(Natural language region descriptions)
▬▬▬▬▬▬▬▬▬▬

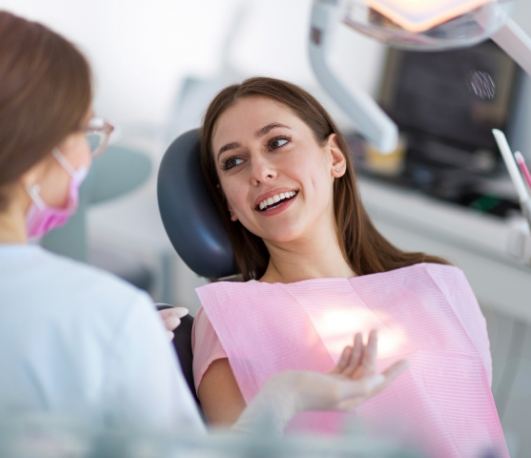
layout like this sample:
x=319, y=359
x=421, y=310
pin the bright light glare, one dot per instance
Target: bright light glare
x=421, y=15
x=336, y=327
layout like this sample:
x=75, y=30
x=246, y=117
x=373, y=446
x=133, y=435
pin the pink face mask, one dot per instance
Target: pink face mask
x=42, y=218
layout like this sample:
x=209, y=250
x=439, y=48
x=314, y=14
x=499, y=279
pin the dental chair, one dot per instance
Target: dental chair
x=193, y=227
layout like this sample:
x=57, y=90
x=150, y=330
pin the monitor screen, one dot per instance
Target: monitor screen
x=455, y=97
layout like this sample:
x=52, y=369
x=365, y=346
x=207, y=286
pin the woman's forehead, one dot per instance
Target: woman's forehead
x=249, y=114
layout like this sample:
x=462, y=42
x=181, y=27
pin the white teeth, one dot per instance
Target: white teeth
x=275, y=199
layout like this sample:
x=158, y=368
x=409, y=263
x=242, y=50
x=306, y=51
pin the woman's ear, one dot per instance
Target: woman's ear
x=233, y=217
x=337, y=157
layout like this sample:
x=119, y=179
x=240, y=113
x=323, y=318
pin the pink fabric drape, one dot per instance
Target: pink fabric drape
x=426, y=313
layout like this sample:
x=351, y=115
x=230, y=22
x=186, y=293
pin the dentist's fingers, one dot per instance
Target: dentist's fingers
x=171, y=317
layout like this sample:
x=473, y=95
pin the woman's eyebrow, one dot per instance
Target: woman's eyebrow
x=259, y=133
x=266, y=129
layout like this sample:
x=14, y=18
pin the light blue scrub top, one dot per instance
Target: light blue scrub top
x=78, y=341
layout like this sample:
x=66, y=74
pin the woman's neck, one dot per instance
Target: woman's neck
x=316, y=256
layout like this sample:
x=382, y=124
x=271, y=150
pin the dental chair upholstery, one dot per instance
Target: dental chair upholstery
x=193, y=226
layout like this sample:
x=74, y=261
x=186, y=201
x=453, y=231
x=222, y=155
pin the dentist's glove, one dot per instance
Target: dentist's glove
x=171, y=316
x=351, y=382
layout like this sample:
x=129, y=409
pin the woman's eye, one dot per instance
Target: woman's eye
x=278, y=142
x=231, y=162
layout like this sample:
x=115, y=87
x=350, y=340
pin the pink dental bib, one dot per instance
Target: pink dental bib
x=426, y=313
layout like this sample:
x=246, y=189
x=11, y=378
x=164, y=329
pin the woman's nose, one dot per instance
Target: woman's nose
x=262, y=171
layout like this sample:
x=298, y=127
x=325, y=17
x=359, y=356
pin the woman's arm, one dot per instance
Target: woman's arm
x=219, y=394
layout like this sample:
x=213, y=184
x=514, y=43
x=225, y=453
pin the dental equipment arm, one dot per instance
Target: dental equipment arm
x=369, y=118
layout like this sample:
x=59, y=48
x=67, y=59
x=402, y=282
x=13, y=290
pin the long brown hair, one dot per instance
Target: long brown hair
x=45, y=94
x=366, y=250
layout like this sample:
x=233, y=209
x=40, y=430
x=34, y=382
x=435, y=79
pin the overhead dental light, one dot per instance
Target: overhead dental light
x=409, y=24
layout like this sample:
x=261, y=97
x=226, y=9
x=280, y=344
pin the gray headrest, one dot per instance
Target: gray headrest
x=188, y=212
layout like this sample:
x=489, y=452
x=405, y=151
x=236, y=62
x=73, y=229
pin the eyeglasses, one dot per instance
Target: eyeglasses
x=98, y=133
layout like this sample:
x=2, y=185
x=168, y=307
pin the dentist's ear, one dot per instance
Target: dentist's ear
x=338, y=161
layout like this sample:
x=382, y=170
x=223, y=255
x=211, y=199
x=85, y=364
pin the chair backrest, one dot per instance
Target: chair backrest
x=188, y=212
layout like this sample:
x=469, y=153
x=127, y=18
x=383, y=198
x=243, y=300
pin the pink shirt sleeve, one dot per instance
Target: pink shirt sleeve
x=206, y=346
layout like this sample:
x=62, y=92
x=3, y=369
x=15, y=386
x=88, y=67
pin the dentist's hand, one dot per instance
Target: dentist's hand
x=351, y=382
x=171, y=317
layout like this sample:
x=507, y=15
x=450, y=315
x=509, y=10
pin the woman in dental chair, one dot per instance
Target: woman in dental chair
x=314, y=267
x=76, y=341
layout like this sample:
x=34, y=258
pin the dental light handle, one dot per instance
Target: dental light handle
x=515, y=42
x=368, y=117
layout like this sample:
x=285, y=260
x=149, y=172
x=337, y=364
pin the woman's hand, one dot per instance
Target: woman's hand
x=171, y=317
x=351, y=382
x=356, y=376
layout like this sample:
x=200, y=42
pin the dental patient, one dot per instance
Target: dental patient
x=75, y=341
x=314, y=268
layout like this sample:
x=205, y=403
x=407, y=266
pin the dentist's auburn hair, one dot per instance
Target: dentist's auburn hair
x=45, y=94
x=366, y=250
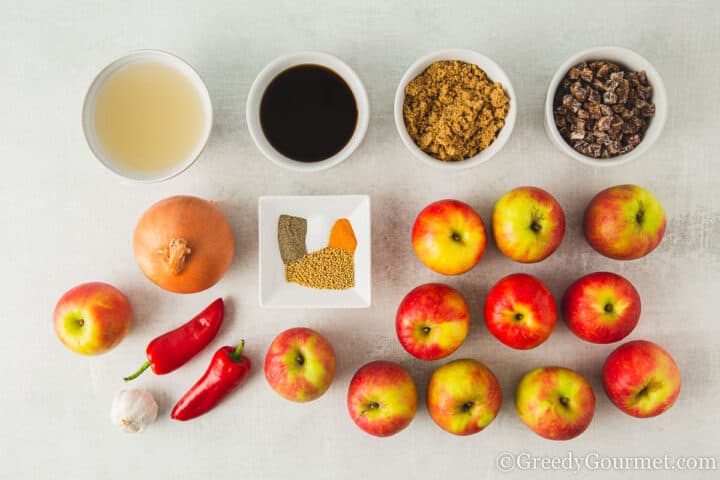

▬▬▬▬▬▬▬▬▬▬

> [WORK REQUIRED]:
Copy the entries above exactly, but only from the line holding "x=115, y=87" through the line holding "x=73, y=229", both included.

> [ANSWER BOX]:
x=115, y=87
x=350, y=340
pin the pink dental bib, one dot per instance
Target: pink dental bib
x=426, y=313
layout like this sample:
x=246, y=189
x=11, y=378
x=164, y=329
pin the woman's nose, one dot per instance
Target: woman's nose
x=262, y=171
layout like this sample:
x=298, y=127
x=325, y=17
x=359, y=356
pin the woman's arm, one dot per instance
Target: woman's arm
x=219, y=394
layout like this sample:
x=213, y=184
x=514, y=43
x=225, y=453
pin the dental equipment arm, one dot per instance
Target: dental equipment arm
x=369, y=118
layout like this sample:
x=59, y=48
x=67, y=59
x=402, y=282
x=13, y=290
pin the long brown hair, one dot per instance
Target: long brown hair
x=45, y=94
x=366, y=250
layout like this sample:
x=233, y=209
x=40, y=430
x=34, y=382
x=435, y=79
pin the overhead dental light, one dot per instance
Target: overhead dental light
x=409, y=24
layout like this sample:
x=261, y=97
x=226, y=9
x=280, y=344
pin the gray headrest, one dot per instance
Target: gray headrest
x=188, y=212
layout like this sample:
x=489, y=452
x=405, y=151
x=236, y=62
x=73, y=229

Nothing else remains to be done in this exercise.